*Exercise*
Extract each line of the data below that contains the string "building". Matching is case-sensitive.

════

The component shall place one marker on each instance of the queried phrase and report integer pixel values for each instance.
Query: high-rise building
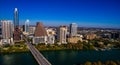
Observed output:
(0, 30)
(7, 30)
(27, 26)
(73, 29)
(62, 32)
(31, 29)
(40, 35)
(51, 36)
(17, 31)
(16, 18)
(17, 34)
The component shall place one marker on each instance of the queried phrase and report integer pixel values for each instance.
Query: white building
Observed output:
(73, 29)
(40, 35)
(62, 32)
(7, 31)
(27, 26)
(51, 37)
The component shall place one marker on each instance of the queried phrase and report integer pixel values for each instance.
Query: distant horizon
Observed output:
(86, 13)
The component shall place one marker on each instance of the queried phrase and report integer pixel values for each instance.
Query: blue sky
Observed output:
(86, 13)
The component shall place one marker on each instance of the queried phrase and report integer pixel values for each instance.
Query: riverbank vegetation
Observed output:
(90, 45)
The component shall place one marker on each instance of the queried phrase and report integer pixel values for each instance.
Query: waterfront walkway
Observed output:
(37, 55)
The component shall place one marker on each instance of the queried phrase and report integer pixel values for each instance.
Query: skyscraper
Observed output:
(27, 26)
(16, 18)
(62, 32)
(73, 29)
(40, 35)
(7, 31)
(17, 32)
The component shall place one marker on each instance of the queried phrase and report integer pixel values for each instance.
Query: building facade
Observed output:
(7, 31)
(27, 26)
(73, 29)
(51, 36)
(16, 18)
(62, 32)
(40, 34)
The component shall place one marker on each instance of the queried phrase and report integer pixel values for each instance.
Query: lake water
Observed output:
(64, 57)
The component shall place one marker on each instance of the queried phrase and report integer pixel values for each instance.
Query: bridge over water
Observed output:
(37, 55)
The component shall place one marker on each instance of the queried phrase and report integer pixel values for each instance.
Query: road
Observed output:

════

*Full solution*
Query: high-rise building
Query: white building
Query: building facade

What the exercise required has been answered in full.